BEGIN GIVEN ENTRIES

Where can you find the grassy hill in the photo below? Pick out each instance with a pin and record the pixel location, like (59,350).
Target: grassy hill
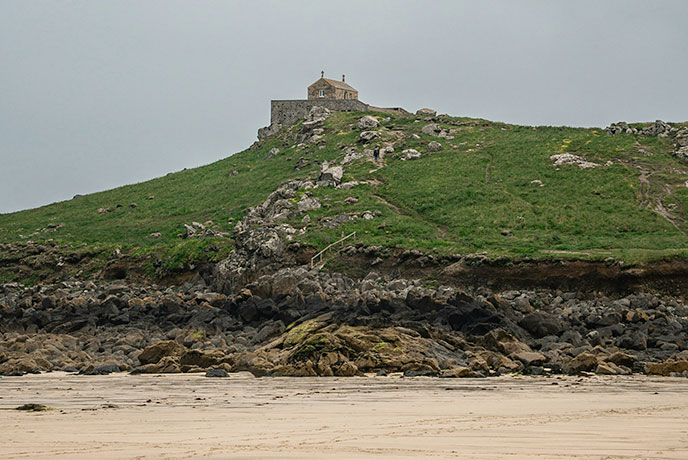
(476,194)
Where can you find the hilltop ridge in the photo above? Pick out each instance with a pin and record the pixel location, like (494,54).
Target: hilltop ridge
(445,185)
(473,248)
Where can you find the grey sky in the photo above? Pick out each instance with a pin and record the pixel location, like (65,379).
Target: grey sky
(99,94)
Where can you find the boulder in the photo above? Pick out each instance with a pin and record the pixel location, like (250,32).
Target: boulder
(632,341)
(201,359)
(367,136)
(529,358)
(571,159)
(268,131)
(426,112)
(622,359)
(155,353)
(584,362)
(330,176)
(367,122)
(433,129)
(434,146)
(308,204)
(667,367)
(217,373)
(410,154)
(540,324)
(457,372)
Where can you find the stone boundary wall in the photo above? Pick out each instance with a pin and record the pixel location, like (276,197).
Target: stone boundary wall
(288,112)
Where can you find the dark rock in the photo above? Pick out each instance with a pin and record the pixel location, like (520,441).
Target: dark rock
(155,353)
(541,324)
(633,341)
(584,362)
(218,372)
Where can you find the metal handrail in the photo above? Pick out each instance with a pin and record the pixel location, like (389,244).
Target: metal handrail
(320,254)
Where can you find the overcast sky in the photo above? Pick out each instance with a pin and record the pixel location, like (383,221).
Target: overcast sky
(96,94)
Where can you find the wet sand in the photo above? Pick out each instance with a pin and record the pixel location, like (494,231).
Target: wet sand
(191,416)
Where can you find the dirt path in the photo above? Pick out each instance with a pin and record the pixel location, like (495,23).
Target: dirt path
(190,416)
(440,228)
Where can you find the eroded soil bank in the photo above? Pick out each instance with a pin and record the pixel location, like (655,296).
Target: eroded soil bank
(190,416)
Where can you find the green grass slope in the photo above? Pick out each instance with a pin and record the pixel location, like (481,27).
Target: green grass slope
(474,195)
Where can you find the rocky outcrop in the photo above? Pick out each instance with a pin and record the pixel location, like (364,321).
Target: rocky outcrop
(571,159)
(268,131)
(330,176)
(295,321)
(368,122)
(410,154)
(425,112)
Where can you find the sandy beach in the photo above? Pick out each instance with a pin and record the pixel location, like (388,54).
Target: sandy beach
(190,416)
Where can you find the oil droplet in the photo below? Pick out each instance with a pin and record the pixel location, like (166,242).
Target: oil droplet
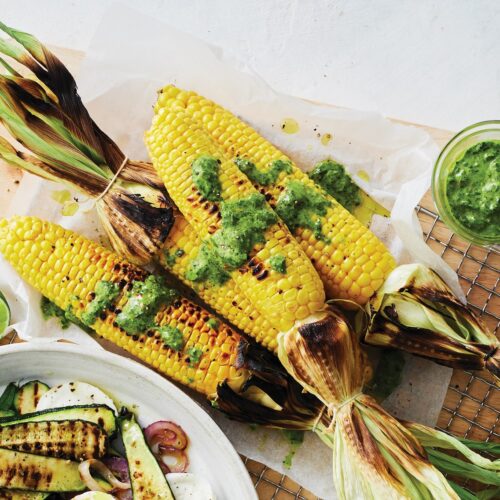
(326,138)
(363,175)
(70,208)
(61,196)
(290,126)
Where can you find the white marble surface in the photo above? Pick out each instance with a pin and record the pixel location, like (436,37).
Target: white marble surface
(419,60)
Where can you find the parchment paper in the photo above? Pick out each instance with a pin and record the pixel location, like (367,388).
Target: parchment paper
(130,57)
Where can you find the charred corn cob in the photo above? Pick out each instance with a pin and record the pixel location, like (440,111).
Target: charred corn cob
(181,248)
(175,142)
(349,258)
(67,269)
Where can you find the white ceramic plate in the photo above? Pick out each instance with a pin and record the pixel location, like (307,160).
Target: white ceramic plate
(151,397)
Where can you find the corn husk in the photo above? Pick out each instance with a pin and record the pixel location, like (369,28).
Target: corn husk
(414,310)
(374,455)
(54,137)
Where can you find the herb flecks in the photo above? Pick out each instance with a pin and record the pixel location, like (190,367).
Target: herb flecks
(278,263)
(105,293)
(144,301)
(213,323)
(332,177)
(263,178)
(205,174)
(301,206)
(172,337)
(194,354)
(244,223)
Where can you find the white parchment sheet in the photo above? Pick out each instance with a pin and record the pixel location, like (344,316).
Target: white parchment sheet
(130,57)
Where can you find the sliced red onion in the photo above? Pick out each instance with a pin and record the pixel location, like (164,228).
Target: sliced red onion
(85,472)
(119,467)
(166,434)
(172,459)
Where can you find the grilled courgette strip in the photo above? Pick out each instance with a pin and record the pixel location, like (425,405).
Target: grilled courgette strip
(97,414)
(147,479)
(71,439)
(24,471)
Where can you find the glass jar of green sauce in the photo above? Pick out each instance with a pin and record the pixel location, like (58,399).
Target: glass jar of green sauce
(466,183)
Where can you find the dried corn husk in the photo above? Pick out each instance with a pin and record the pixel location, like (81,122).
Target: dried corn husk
(374,455)
(414,310)
(42,111)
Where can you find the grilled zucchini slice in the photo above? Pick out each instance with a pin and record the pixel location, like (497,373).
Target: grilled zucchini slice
(24,471)
(28,395)
(147,479)
(97,414)
(22,495)
(71,439)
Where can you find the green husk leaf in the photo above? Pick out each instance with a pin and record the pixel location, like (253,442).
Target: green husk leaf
(460,468)
(414,310)
(7,397)
(43,112)
(433,438)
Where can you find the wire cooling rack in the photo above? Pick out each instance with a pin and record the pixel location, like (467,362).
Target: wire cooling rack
(472,404)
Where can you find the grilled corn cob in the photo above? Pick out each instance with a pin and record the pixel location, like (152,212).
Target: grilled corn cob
(181,247)
(350,260)
(66,268)
(175,141)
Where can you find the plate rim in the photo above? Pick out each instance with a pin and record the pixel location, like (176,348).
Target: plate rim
(187,403)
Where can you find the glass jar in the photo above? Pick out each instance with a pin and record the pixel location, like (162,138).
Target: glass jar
(451,153)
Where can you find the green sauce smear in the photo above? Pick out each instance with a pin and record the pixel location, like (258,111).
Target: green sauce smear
(171,258)
(213,323)
(301,206)
(105,294)
(244,223)
(278,263)
(205,173)
(194,356)
(172,337)
(66,317)
(263,178)
(473,189)
(144,301)
(50,310)
(332,177)
(295,438)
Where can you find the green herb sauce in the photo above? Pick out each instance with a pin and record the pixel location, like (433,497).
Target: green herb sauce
(278,263)
(301,206)
(473,189)
(105,294)
(263,178)
(244,223)
(207,266)
(213,323)
(194,356)
(172,337)
(332,177)
(295,438)
(205,173)
(170,258)
(144,301)
(66,317)
(50,310)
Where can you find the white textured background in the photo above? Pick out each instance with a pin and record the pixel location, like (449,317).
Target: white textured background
(427,61)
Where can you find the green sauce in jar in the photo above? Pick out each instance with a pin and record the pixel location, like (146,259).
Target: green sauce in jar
(473,189)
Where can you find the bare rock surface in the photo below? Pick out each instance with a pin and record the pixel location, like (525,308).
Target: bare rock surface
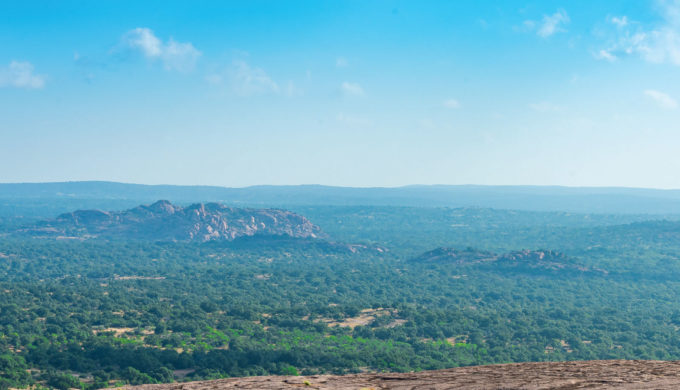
(602,374)
(167,222)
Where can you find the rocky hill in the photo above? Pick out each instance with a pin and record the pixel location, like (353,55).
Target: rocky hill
(603,374)
(522,260)
(163,221)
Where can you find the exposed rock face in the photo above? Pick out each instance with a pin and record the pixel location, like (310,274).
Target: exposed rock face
(457,256)
(167,222)
(602,374)
(524,260)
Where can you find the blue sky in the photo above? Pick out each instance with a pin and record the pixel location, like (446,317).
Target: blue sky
(352,93)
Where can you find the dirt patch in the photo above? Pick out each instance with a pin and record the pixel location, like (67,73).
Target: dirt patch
(117,332)
(365,317)
(134,277)
(603,374)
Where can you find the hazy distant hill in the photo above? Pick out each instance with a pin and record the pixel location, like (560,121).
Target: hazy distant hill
(167,222)
(551,198)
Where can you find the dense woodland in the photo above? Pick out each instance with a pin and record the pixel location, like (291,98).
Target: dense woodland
(96,313)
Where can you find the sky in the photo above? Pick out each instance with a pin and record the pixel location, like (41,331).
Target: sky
(349,93)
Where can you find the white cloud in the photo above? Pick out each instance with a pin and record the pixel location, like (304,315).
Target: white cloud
(546,107)
(662,99)
(659,43)
(619,21)
(20,75)
(352,89)
(551,24)
(174,55)
(247,80)
(451,103)
(548,26)
(605,55)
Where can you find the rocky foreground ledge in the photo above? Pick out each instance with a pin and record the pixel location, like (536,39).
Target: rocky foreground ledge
(600,374)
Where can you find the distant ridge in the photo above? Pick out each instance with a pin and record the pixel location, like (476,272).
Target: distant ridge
(533,198)
(163,221)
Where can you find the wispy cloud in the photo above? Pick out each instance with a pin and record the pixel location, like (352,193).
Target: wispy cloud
(662,99)
(451,103)
(21,75)
(620,21)
(549,25)
(248,80)
(605,55)
(659,43)
(180,56)
(552,24)
(351,89)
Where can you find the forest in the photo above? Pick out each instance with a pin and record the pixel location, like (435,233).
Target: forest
(94,313)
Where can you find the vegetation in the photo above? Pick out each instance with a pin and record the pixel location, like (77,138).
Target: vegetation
(98,313)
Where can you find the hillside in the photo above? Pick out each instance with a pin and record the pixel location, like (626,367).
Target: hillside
(538,198)
(603,374)
(163,221)
(521,260)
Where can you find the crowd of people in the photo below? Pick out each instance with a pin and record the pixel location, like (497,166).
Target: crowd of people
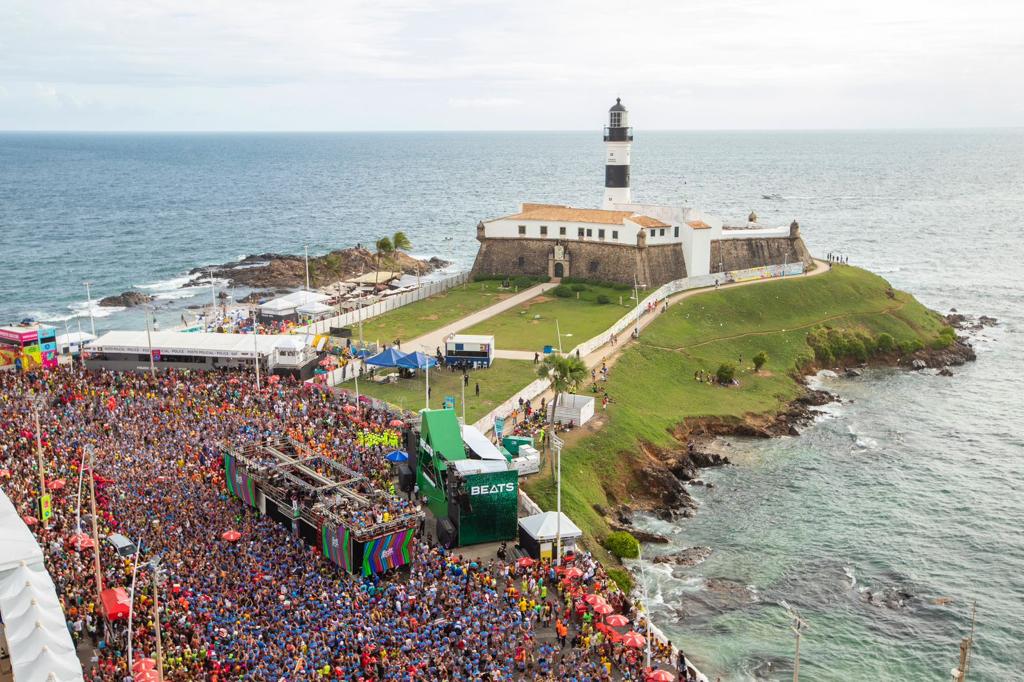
(268,606)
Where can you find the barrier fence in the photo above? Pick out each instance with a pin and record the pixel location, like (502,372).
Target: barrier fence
(380,307)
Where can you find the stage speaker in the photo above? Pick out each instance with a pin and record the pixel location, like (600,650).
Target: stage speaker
(446,536)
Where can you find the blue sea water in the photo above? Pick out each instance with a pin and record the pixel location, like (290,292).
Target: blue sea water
(912,484)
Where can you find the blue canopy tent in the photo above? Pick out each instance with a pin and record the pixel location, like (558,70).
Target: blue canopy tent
(418,360)
(389,357)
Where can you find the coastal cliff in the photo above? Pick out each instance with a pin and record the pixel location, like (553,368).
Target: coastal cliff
(284,270)
(666,406)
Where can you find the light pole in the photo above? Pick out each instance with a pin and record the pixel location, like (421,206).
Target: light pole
(157,578)
(38,400)
(557,442)
(148,340)
(88,298)
(95,526)
(131,598)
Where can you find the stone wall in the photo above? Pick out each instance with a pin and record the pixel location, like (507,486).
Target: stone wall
(586,260)
(741,254)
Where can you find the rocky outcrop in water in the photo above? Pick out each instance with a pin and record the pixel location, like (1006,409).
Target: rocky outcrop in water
(125,299)
(273,270)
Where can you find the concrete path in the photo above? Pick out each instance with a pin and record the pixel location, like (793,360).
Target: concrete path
(436,338)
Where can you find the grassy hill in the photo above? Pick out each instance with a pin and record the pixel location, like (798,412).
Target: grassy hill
(652,383)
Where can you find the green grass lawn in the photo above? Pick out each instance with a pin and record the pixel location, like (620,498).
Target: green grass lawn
(418,318)
(653,389)
(498,383)
(531,326)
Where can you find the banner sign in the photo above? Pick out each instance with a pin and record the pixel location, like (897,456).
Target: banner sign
(382,554)
(239,482)
(372,438)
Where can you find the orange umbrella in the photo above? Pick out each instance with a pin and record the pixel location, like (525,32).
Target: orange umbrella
(143,665)
(616,621)
(634,640)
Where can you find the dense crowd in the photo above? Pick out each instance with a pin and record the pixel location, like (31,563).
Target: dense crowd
(268,606)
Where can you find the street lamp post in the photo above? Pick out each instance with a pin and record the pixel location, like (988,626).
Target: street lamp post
(88,298)
(646,602)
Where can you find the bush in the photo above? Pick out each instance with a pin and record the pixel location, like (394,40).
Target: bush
(622,579)
(726,373)
(885,343)
(623,545)
(911,346)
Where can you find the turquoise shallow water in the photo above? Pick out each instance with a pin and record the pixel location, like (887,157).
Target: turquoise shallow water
(914,485)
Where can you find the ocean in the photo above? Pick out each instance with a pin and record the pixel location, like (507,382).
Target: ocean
(881,524)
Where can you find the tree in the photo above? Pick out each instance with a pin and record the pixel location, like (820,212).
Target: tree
(566,373)
(759,360)
(384,248)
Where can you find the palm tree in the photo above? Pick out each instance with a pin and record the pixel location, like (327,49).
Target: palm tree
(384,248)
(566,373)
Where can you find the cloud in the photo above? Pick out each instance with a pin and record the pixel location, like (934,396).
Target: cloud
(483,102)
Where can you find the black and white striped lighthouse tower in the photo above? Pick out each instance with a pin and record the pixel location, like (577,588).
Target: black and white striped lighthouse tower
(617,141)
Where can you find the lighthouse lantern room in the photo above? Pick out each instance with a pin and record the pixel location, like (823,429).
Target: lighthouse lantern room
(617,142)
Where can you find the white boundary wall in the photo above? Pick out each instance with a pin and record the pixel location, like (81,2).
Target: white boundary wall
(380,307)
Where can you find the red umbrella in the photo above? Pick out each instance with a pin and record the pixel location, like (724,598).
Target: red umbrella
(142,665)
(634,640)
(616,621)
(80,542)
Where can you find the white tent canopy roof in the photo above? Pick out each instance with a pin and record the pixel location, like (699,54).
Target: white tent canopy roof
(479,444)
(544,526)
(40,646)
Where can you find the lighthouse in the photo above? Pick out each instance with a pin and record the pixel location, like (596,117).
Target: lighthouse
(617,141)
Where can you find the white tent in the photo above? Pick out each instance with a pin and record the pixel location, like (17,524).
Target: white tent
(478,442)
(40,646)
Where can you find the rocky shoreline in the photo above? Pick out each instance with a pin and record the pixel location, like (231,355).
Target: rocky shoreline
(270,270)
(663,474)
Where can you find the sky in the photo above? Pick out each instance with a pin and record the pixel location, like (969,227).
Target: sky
(509,65)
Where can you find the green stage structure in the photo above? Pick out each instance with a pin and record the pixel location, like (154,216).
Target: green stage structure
(466,480)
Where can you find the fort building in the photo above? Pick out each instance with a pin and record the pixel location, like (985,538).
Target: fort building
(627,242)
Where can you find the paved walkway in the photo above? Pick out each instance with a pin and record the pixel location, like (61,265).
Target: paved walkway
(436,338)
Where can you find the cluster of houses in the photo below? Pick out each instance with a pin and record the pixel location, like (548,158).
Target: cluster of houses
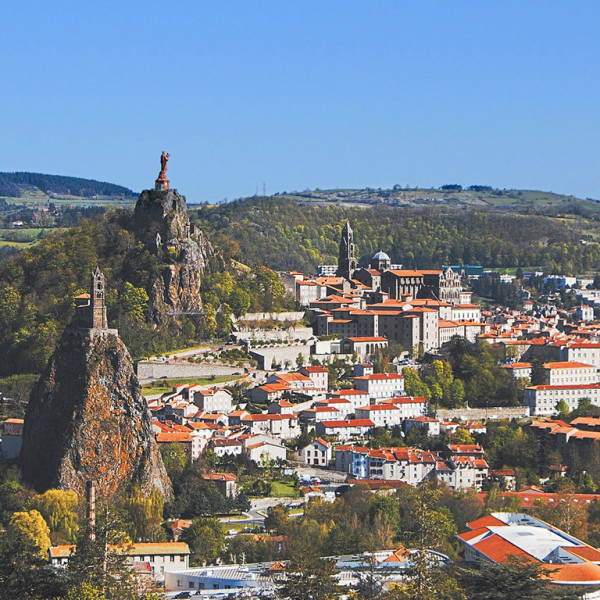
(461,467)
(342,420)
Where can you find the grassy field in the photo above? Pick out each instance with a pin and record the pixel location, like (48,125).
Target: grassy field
(283,490)
(160,385)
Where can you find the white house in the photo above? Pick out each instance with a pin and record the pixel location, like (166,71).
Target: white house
(380,385)
(409,406)
(318,375)
(383,415)
(542,399)
(564,373)
(345,429)
(317,453)
(214,400)
(163,557)
(260,450)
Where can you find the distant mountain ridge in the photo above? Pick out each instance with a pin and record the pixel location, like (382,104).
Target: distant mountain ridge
(23,184)
(453,196)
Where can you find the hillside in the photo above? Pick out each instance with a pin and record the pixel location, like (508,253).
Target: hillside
(39,187)
(285,234)
(454,196)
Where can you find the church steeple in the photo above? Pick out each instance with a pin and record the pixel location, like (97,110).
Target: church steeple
(97,301)
(347,258)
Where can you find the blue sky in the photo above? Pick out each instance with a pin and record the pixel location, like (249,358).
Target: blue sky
(301,95)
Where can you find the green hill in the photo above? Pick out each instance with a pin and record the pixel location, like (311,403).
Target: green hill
(285,233)
(41,187)
(476,196)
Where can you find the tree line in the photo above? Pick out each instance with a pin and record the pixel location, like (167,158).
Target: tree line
(285,235)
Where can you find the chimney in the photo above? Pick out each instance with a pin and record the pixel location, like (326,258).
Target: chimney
(91,508)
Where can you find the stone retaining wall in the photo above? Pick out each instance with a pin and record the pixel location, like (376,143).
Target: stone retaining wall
(477,414)
(150,370)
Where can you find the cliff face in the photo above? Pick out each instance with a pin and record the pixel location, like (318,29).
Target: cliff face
(162,223)
(87,419)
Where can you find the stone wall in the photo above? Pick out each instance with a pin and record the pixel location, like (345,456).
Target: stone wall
(294,333)
(476,414)
(285,316)
(150,370)
(279,354)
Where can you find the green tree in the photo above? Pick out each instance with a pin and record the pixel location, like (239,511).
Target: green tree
(424,528)
(515,578)
(175,459)
(239,301)
(133,301)
(308,576)
(144,515)
(206,540)
(277,519)
(32,527)
(24,573)
(60,509)
(101,560)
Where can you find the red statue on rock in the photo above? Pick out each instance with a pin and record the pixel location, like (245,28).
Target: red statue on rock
(162,183)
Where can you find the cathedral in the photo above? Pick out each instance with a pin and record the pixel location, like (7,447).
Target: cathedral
(438,284)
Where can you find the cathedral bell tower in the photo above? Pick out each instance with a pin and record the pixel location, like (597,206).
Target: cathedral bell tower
(347,259)
(97,301)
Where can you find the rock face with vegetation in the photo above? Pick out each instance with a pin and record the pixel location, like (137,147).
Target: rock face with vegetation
(162,224)
(87,419)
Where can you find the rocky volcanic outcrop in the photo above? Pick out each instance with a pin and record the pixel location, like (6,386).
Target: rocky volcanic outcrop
(162,223)
(87,419)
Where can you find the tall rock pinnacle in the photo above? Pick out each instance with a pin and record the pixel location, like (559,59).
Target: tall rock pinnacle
(86,418)
(162,224)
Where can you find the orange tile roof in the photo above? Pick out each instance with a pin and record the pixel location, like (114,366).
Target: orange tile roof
(567,365)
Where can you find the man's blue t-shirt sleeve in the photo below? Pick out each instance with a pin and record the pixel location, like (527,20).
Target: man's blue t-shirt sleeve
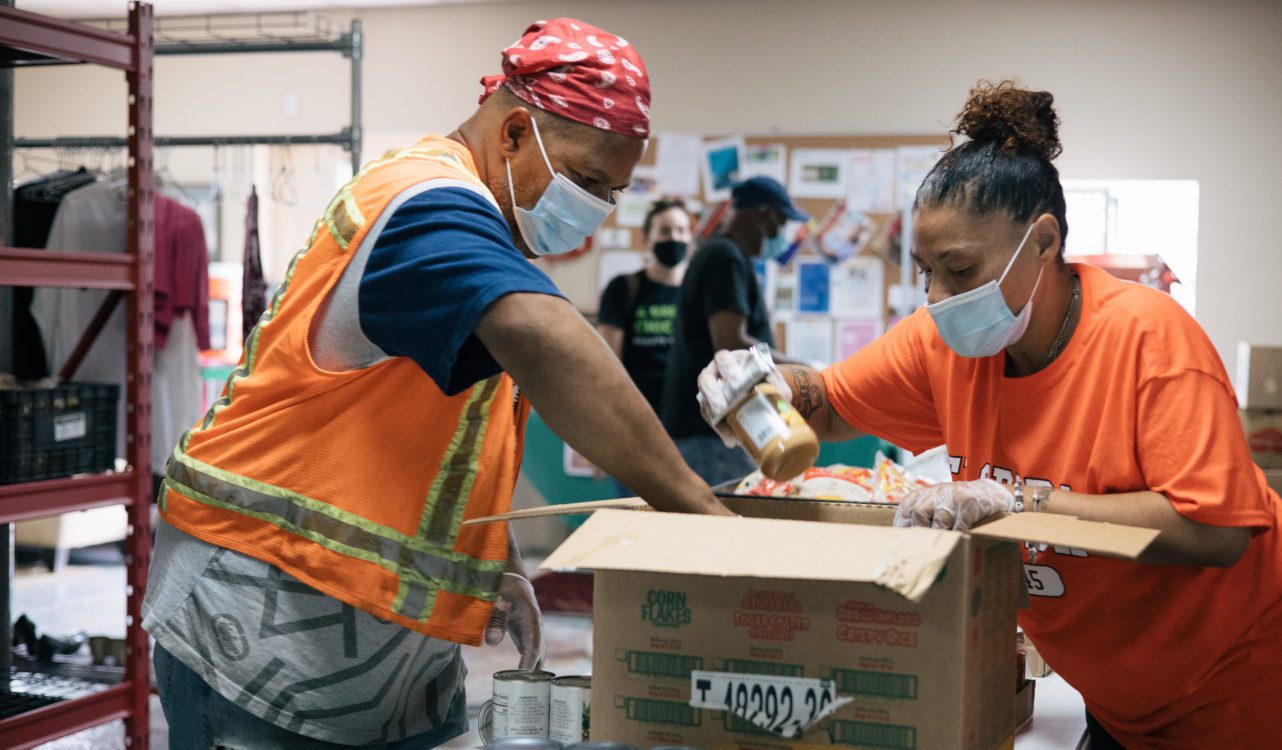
(444,257)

END GIVEN ENTRIES

GIVEN TASK:
Your output should consist solely of the lines from the line containing "Where can you find the green tree" through the end of the data above, copied exactly, with images removed.

FULL RESPONSE:
Where can you find the green tree in the photo above? Pick out each instance with a pin and record the pixel location, like (239,511).
Target: green tree
(424,528)
(515,578)
(175,459)
(239,301)
(133,301)
(308,576)
(144,515)
(206,540)
(277,519)
(32,527)
(24,573)
(60,509)
(101,560)
Where can you find the red statue on rock in the photo above? Pick out each instance with a pin and record the pixel location, like (245,28).
Target: red statue on rock
(162,183)
Where can you find the cathedral in the photo above? Pick out each instance with a pin and record the pixel location, like (7,447).
Target: cathedral
(438,284)
Where can you find the cathedral bell tower in the photo above? Pick out each instance with a pin and record the pixel location, like (597,206).
Target: cathedral bell tower
(347,259)
(97,301)
Where can you find the rock face with vegetation in the photo above? Pick out each instance with a pin and record the pixel location, like (137,147).
Target: rock face with vegetation
(162,224)
(87,419)
Where can you find the rocky volcanic outcrop in the photo above? Pick out each instance with a pin and record the pixel location, like (6,386).
Target: rocky volcanic outcrop
(162,223)
(87,419)
Where can you find the tall rock pinnacle in the photo above? Pick out each instance with a pin and record the pixel location, like (559,59).
Target: tall rock pinnacle
(86,418)
(162,224)
Where can you find the orange tile roof in the photo above? Pick out each instance with a pin and record the pixel location, like (114,366).
Target: orange tile roof
(567,365)
Where can you find the man's blue t-shirt sleeve in the photo below? Pick out each instance with a pin and record the pixel location, like (527,20).
Target: man's blue t-shirt sleeve
(444,257)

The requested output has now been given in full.